Your objective – Reproduce the records below exactly, but only between the lines holding "Target: floodlight on pole" and "Put one marker on each instance of the dark", inclusive.

Collection entries –
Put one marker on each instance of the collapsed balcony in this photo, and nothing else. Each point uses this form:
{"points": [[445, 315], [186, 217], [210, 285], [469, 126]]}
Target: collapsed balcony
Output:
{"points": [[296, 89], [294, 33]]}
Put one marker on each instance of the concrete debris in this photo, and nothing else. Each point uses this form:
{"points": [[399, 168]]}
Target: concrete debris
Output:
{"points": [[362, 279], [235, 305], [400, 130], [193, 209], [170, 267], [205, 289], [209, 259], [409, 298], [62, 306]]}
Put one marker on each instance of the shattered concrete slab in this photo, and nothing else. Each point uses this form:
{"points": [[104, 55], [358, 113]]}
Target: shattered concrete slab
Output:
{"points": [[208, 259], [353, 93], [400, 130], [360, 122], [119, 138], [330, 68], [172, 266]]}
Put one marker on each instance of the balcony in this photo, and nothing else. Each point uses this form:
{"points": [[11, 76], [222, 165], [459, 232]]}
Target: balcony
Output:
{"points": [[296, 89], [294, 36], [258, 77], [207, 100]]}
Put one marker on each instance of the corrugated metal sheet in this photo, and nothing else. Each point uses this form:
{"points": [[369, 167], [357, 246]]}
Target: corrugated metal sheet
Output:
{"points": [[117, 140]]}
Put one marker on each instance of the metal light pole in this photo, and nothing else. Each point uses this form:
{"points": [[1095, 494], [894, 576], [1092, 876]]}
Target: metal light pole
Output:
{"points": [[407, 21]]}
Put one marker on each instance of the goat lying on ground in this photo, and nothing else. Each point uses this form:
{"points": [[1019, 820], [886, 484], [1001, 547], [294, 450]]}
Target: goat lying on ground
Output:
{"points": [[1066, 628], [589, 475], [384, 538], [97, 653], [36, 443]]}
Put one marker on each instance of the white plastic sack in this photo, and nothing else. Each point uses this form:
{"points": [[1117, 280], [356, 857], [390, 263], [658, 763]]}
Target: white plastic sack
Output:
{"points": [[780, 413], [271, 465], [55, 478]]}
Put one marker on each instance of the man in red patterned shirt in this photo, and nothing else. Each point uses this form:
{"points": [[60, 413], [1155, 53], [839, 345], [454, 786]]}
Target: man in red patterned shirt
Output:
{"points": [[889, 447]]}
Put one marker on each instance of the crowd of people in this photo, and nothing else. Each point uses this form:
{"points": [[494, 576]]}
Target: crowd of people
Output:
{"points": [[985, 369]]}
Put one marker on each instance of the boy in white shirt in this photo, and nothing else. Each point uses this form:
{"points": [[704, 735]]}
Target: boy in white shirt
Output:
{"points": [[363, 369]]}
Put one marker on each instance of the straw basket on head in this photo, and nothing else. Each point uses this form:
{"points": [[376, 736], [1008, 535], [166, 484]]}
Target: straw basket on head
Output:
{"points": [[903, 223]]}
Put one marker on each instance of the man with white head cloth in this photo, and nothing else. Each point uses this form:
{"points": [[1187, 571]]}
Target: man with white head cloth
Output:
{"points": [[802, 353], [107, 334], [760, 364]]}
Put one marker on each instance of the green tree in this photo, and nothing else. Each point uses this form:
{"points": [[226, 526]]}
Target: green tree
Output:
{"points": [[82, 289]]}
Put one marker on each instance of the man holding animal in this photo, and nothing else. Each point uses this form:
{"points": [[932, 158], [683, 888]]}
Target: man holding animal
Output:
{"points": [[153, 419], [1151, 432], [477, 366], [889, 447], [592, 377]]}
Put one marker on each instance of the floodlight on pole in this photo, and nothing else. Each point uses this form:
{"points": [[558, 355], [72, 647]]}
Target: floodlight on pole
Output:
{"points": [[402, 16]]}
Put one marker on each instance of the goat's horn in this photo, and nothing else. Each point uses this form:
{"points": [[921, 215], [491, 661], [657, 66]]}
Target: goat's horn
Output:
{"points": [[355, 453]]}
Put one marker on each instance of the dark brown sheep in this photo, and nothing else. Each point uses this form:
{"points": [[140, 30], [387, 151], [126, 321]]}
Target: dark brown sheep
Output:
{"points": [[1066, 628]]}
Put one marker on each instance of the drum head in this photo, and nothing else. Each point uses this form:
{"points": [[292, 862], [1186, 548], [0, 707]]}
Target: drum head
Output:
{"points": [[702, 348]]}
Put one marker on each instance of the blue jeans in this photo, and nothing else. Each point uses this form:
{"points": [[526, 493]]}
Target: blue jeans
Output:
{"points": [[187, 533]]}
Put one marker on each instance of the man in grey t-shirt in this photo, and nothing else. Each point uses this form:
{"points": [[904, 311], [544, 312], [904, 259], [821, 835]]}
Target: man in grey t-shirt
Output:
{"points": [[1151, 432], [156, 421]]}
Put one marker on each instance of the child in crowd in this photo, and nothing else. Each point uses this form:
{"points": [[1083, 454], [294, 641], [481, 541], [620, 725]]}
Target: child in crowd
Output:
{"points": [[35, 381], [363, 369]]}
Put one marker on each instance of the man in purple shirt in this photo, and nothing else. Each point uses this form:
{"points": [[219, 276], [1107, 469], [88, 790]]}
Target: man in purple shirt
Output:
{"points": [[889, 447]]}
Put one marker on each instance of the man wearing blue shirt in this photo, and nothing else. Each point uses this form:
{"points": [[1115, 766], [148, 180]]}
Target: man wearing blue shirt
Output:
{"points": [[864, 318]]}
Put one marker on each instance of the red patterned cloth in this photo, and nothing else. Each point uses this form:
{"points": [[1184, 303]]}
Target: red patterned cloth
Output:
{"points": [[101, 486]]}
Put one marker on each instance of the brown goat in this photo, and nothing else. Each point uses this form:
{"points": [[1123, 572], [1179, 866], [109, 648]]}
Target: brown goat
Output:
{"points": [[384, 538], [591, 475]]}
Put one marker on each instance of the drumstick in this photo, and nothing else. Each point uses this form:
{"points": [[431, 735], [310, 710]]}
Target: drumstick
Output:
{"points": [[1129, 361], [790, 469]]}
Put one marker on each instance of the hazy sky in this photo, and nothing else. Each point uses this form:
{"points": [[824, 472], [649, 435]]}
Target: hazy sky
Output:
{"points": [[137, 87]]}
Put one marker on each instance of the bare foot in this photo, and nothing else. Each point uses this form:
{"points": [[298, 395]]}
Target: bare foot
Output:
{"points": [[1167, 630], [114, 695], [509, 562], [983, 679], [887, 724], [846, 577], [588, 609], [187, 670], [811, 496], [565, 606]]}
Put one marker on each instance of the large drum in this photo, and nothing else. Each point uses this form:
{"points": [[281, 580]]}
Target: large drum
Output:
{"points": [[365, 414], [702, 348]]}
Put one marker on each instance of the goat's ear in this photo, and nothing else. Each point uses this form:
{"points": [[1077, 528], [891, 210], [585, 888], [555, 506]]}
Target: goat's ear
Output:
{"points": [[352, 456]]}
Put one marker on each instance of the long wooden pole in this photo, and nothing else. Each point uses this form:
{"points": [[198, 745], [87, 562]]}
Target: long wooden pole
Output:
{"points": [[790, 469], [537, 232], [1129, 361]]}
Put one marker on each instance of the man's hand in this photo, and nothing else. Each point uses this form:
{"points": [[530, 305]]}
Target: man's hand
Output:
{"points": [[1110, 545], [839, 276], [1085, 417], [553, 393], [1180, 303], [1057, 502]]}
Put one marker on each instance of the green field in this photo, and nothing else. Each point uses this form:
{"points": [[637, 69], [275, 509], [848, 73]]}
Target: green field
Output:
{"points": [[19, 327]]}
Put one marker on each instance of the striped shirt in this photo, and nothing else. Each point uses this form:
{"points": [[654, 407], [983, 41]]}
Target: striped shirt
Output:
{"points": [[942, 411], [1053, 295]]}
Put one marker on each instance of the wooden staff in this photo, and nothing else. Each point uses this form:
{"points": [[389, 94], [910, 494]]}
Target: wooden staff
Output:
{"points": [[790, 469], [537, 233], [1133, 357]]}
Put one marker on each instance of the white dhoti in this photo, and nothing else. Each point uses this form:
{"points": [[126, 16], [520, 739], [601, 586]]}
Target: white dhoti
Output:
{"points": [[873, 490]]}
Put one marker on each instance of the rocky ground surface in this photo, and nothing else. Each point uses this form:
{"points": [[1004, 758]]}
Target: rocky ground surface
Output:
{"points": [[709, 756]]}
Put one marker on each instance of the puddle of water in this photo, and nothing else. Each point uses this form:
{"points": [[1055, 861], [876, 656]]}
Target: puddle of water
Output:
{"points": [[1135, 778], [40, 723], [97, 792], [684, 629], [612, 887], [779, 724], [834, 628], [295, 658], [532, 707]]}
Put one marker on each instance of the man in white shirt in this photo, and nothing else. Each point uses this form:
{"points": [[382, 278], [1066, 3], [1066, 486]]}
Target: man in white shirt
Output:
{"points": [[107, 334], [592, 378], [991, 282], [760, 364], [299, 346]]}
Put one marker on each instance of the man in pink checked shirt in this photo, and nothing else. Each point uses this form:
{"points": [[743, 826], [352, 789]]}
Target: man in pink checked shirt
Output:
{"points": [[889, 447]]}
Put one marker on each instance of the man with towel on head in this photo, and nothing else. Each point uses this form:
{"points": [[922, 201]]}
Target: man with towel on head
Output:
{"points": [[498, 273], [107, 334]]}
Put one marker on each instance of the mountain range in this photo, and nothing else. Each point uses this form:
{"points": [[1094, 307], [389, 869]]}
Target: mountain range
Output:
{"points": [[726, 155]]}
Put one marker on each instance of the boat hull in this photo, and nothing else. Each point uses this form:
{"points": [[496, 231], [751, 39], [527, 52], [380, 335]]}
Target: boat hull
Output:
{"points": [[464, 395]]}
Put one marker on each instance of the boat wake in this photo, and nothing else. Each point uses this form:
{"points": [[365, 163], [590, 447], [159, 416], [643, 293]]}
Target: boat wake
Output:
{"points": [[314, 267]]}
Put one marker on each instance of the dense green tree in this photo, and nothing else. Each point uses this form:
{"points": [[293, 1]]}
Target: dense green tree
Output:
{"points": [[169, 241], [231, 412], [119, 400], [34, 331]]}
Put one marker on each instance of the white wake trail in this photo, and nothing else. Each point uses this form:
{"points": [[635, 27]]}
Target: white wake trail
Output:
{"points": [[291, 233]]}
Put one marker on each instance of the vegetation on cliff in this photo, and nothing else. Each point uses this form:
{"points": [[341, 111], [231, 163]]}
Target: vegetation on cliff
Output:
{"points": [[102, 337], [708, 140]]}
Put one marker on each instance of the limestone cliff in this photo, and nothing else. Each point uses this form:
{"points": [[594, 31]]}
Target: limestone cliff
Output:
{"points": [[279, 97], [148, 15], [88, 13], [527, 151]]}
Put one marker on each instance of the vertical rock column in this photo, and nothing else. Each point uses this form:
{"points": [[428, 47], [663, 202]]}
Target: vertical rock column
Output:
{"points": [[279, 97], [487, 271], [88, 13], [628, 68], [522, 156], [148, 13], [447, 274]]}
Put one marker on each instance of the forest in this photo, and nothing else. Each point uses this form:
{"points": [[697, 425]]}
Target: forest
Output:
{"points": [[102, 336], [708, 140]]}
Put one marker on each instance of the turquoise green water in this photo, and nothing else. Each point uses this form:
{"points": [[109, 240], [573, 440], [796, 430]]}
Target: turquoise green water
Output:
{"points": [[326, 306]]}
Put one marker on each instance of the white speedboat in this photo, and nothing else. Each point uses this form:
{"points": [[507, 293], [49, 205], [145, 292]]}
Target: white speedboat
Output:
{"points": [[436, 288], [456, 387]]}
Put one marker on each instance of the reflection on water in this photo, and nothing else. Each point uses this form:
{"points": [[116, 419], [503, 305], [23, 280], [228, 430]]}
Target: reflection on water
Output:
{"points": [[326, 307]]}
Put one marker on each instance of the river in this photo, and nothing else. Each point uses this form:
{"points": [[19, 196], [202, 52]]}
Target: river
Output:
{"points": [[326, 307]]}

Reply to the task –
Target: floodlight on pole
Output:
{"points": [[402, 16]]}
Put one marker on each instance of the goat's horn in this photo, and nothing else. Each point uses this form:
{"points": [[921, 215], [491, 661], [657, 66]]}
Target: goat's horn
Output:
{"points": [[355, 453]]}
Put one marker on each instance of the dark brown sheep in this photo, and nothing else. Each point uses this form:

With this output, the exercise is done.